◆ Exercise task ◆
Reproduce the material below verbatim, omitting the pictures from your answer.
START
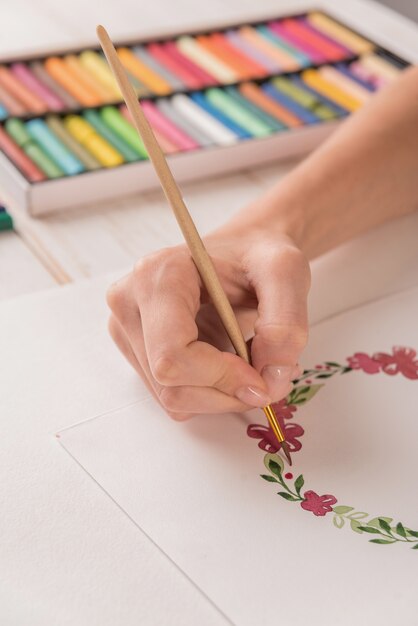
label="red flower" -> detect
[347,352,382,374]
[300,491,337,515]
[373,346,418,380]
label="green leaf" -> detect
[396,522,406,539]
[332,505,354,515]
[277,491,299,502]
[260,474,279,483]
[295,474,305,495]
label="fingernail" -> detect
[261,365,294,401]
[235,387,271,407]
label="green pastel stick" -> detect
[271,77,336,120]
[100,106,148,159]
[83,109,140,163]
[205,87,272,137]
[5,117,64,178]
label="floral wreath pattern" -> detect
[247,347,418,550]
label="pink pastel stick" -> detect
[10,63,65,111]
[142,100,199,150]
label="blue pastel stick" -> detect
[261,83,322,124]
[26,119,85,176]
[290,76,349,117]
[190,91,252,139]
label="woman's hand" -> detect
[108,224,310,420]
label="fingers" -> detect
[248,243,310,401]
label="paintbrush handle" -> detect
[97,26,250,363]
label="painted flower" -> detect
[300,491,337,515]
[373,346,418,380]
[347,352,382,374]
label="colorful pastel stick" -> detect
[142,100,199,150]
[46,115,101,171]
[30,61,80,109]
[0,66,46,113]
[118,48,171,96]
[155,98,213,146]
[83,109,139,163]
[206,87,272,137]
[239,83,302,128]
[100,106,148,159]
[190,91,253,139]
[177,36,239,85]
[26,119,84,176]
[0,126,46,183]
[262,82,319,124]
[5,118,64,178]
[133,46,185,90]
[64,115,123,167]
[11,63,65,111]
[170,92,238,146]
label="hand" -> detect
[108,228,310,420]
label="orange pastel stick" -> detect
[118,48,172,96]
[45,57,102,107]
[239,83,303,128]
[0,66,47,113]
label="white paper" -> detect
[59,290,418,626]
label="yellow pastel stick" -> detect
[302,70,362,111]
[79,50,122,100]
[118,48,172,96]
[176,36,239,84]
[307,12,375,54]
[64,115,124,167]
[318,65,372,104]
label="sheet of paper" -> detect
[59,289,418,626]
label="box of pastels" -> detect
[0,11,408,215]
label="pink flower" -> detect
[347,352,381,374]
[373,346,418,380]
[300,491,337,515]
END
◆ Problem solution ◆
label="red flower" -> detect
[347,352,382,374]
[300,491,337,515]
[373,346,418,380]
label="green leaf" -> detect
[396,522,406,539]
[332,505,354,515]
[277,491,299,502]
[260,474,279,483]
[295,474,305,495]
label="fingernail" -> detect
[261,365,294,401]
[235,387,271,407]
label="green pastel stick" -> detect
[271,77,336,120]
[100,106,148,159]
[83,109,140,163]
[205,87,272,137]
[5,117,64,178]
label="floral wreath pattern" -> detect
[247,347,418,550]
label="pink pastel stick" -> detect
[10,63,65,111]
[142,100,199,150]
label="blue pastel stick" -> detect
[261,83,322,124]
[26,119,85,176]
[290,76,349,117]
[190,91,252,139]
label="woman's hand" -> detect
[108,224,310,420]
label="fingers" -> detect
[248,243,310,401]
label="paintbrush handle" -> detect
[97,26,250,363]
label="painted flower" -> detect
[300,491,337,515]
[373,346,418,380]
[347,352,382,374]
label="colorful pastel stick" -> detect
[142,100,199,150]
[46,115,101,171]
[30,61,80,109]
[0,66,46,113]
[118,48,171,96]
[155,98,213,146]
[83,109,139,163]
[206,87,272,137]
[239,83,302,128]
[100,106,148,159]
[190,91,253,139]
[177,36,239,85]
[26,119,84,176]
[0,126,46,183]
[262,82,319,124]
[5,118,64,178]
[133,46,185,90]
[64,115,123,167]
[11,63,65,111]
[170,92,238,146]
label="hand" -> detect
[108,228,310,420]
label="orange pastel stick" -> detect
[118,48,172,96]
[45,57,102,107]
[239,83,303,128]
[0,66,47,113]
label="white paper" -> detect
[59,290,418,626]
label="yellow pastel stick" -> detect
[302,70,362,111]
[79,50,122,100]
[118,48,172,96]
[176,36,239,84]
[307,12,375,54]
[64,115,124,167]
[318,65,372,104]
label="sheet of paper" -> detect
[59,289,418,626]
label="box of pastels" -> detect
[0,11,408,215]
label="pink flower" -> detect
[347,352,381,374]
[373,346,418,380]
[300,491,337,515]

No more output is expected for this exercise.